■ Фрагмент текста:
▬▬▬▬▬▬▬▬▬▬

День прошел в его жалобах на судьбу, в наших утешениях и похвалах, в еде, в литературных новостях. Вечером – впрочем, ночью, – около полночи, – он как-то приумолк, лег на оленьи шкуры и стал неприятным. Мы с Асей, устав, наконец, перестали его занимать и сели – Маврикий Алекс<андрович>, Ася и я в другой угол комнаты. Ася стала рассказывать своими словами Коринну, мы безумно хохотали. Потом предложили М<андельшта>му поесть. Он вскочил, как ужаленный.
– «Да что же это, наконец! Не могу же я целый день есть! Я с ума схожу! Зачем я сюда приехал! Мне надоело! Я хочу сейчас же ехать! Мне это, наконец, надоело!»

▬▬▬▬▬▬▬▬▬▬

■ Записи данных:
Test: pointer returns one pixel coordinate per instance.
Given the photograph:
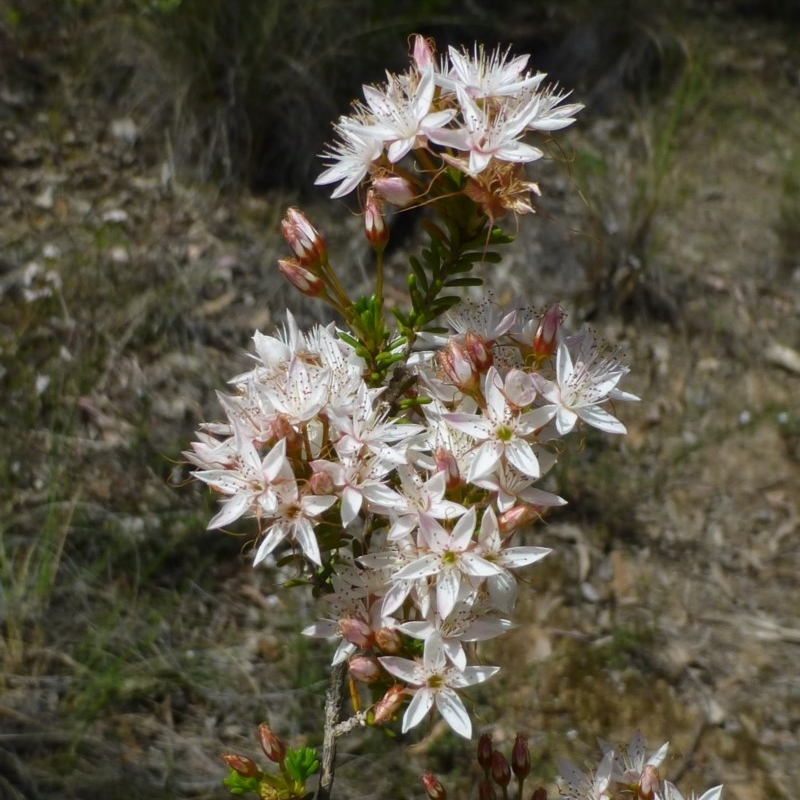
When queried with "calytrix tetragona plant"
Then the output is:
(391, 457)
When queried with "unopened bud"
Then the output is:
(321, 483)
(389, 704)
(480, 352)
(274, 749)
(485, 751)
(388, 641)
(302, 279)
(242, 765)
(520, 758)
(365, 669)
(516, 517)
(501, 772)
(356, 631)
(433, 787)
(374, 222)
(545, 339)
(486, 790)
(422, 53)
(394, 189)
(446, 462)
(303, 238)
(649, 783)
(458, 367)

▬▬▬▬▬▬▬▬▬▬

■ Задания и упражнения:
1. Перепишите из отрывка фрагмент, который начинается словами «День прошел в» и продолжается до слов «вскочил, как ужаленный.» включительно.
2. Что, согласно отрывку, Ася стала рассказывать своими словами?
3. Изложите содержание отрывка в двух предложениях.
Записи взяты из другого источника.

■ Ответы ниже:
1.
День прошел в его жалобах на судьбу, в наших утешениях и похвалах, в еде, в литературных новостях. Вечером – впрочем, ночью, – около полночи, – он как-то приумолк, лег на оленьи шкуры и стал неприятным. Мы с Асей, устав, наконец, перестали его занимать и сели – Маврикий Алекс<андрович>, Ася и я в другой угол комнаты. Ася стала рассказывать своими словами Коринну, мы безумно хохотали. Потом предложили М<андельшта>му поесть. Он вскочил, как ужаленный.

2. Коринну.

3. День прошел в жалобах на судьбу, утешениях и похвалах, еде и литературных новостях, а около полуночи Ася, Маврикий Александрович и тот, от чьего лица ведется рассказ, сели в другой угол комнаты, где Ася пересказывала Коринну и все безумно хохотали. Когда Мандельштаму предложили поесть, он вскочил и стал кричать, что не может целый день есть, что ему надоело и он хочет сейчас же ехать.